Written instruction a: In the circuit breaker decision record, condense the paragraph beginning "The HALF_OPEN state is documented" into a short bulleted list that keeps its main facts.

ADR-0020: Circuit Breaker for Event Sink Delivery¶
Status¶
Accepted
Context¶
Governance event sinks connect to external systems (Splunk, Sentinel, Kafka, etc.) that may become temporarily unavailable. Without protection, repeated failed deliveries would:
- Consume export timeout budget on every batch (10s default)
- Accumulate retry overhead in the background thread
- Potentially cause queue overflow as delivery stalls
A circuit breaker pattern was needed to fail-fast when a sink is known to be unhealthy, then automatically retry after a cooldown.
Decision¶
Each sink tracked by GovernanceEventProcessor has an independent circuit breaker with:
- Threshold: 5 consecutive failures to trip OPEN
- Cooldown: 60 seconds in OPEN state before transitioning to HALF_OPEN
- HALF_OPEN: allows one probe batch through; success resets to CLOSED, failure returns to OPEN
- CLOSED: normal operation, failure counter increments on each failure
The HALF_OPEN state is documented as a reserved forward-compatibility surface (PR #2192) -- current implementation transitions directly from OPEN to a probe attempt, but the state enum is reserved for future use.
Consequences¶
- Failing sinks are bypassed within 5 batches (10s at default schedule)
- Healthy sinks continue receiving events unaffected
- Automatic recovery when external systems come back online
- No manual intervention required for transient outages
- Queue overflow risk is reduced since the background thread is not blocked waiting on timeouts for known-bad sinks
References¶
agent-governance-python/agent-os/src/agent_os/event_sink.pydocs/specs/AUDIT-COMPLIANCE-1.0.mdSection 11- PR #2192 (HALF_OPEN reserved surface)
- PR #2202 (.NET CircuitBreaker OperationCanceledException fix)

Data entries:

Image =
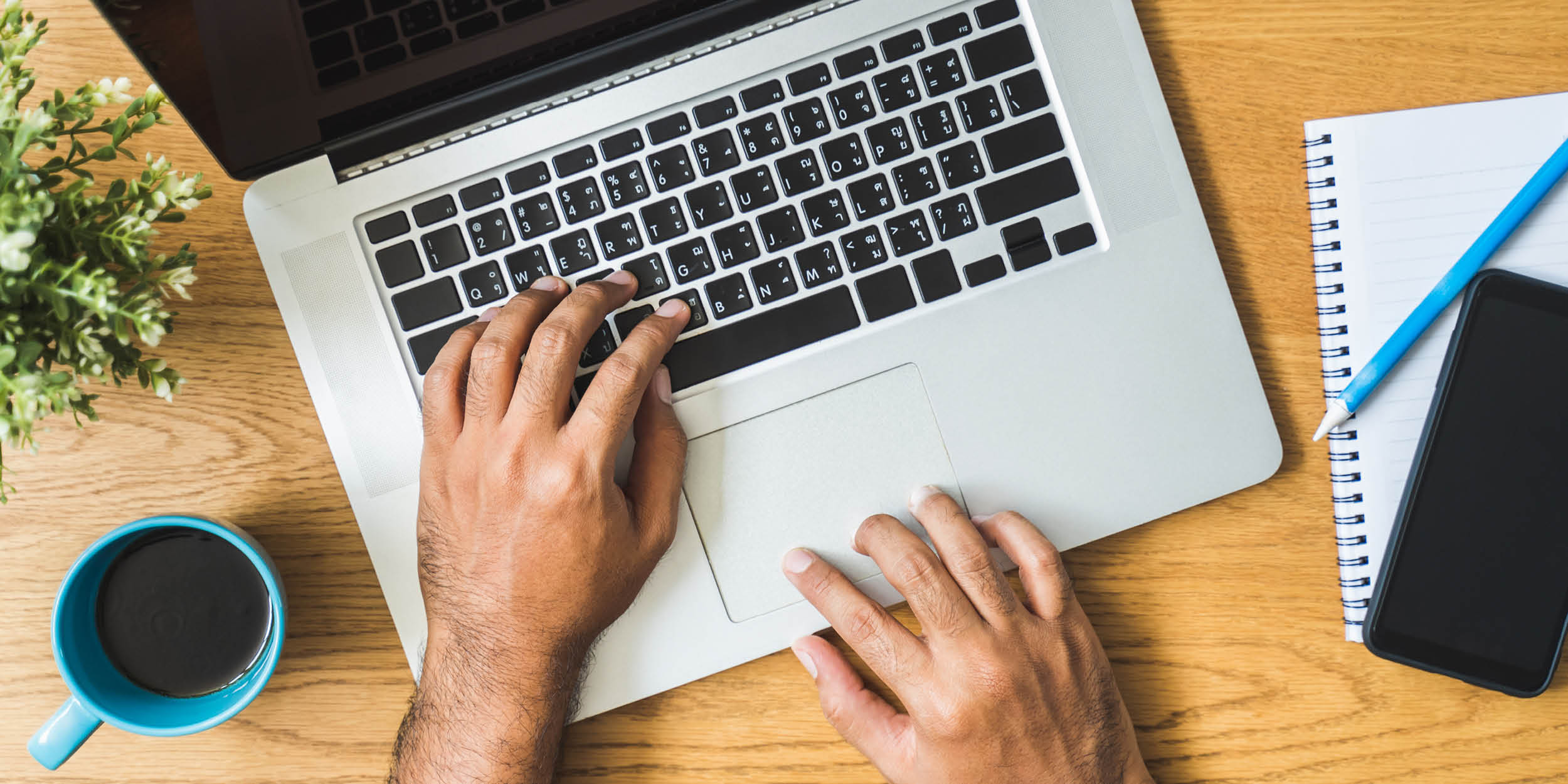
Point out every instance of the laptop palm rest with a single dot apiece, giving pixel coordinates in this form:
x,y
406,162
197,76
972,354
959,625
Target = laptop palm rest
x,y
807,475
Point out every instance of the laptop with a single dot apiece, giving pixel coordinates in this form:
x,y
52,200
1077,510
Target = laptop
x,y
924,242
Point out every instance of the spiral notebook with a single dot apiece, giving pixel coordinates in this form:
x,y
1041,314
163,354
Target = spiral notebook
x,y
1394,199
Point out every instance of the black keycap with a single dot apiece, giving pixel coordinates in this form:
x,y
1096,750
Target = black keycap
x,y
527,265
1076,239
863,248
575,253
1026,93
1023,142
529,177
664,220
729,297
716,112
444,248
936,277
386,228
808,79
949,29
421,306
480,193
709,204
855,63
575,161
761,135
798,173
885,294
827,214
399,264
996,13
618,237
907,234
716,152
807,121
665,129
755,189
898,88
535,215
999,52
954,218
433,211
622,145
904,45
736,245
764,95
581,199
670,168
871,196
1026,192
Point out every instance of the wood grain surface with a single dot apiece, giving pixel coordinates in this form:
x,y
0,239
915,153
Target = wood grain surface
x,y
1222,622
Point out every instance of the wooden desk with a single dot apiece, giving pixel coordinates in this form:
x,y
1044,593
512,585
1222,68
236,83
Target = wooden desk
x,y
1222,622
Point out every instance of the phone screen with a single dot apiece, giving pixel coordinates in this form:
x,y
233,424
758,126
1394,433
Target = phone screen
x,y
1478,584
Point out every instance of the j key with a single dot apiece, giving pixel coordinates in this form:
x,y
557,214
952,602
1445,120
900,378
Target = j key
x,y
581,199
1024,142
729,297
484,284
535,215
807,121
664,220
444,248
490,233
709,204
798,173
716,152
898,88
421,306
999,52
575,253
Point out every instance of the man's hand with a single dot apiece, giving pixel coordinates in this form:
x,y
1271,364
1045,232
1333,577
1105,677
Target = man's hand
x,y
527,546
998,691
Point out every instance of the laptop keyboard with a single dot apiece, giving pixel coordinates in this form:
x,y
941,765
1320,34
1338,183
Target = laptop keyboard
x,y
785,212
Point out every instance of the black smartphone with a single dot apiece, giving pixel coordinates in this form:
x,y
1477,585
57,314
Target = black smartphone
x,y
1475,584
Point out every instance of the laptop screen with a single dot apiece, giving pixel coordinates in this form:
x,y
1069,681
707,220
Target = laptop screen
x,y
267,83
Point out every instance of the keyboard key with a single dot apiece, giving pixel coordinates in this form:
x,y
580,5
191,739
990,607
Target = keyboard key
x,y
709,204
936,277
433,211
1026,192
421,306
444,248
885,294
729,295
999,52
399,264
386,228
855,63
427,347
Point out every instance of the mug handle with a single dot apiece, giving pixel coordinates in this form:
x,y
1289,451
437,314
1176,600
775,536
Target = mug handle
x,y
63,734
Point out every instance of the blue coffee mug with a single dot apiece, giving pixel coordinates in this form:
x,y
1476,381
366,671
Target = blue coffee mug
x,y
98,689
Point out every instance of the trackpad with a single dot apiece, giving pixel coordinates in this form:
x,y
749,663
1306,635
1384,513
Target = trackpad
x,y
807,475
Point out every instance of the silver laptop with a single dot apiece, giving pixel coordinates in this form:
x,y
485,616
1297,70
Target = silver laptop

Written instruction b: In the rows, swap "with a single dot apiece" for "with one dot each" throughout the part that opens with the line containing "Point out every instance of the laptop screen" and runs through the end of the rows. Return only that part, with nothing else changed.

Exercise solution a:
- HALF_OPEN is documented as a reserved forward-compatibility surface (PR #2192).
- The current implementation goes directly from OPEN to a probe attempt.
- The state enum is reserved for future use.

Exercise solution b:
Point out every instance of the laptop screen with one dot each, giving pixel coordinates in this form:
x,y
1069,681
707,220
Target = laptop screen
x,y
267,83
Point out every instance of the keyboard key with one dot each, giving pixel coordinates in this form:
x,y
580,5
191,739
990,607
Target = keyboard key
x,y
709,204
936,277
433,211
1026,192
421,306
444,248
885,294
729,295
999,52
399,264
386,228
855,63
427,347
Point out every instance of the mug handle with one dot each, giving pixel coordinates in this form:
x,y
1289,451
437,314
1176,600
775,536
Target = mug handle
x,y
63,734
Point out every instance of the blue coffee mug with one dot each, giving pixel coordinates in this form:
x,y
1476,381
366,671
Target = blue coffee mug
x,y
98,689
Point out every instance of the trackpad with one dot each, giving pixel coordinates in this form:
x,y
749,663
1306,635
1384,513
Target = trackpad
x,y
807,475
Point out every instance of the silver laptop with one dot each, giving pixel coordinates in this form:
x,y
485,616
1297,70
Target = silver laptop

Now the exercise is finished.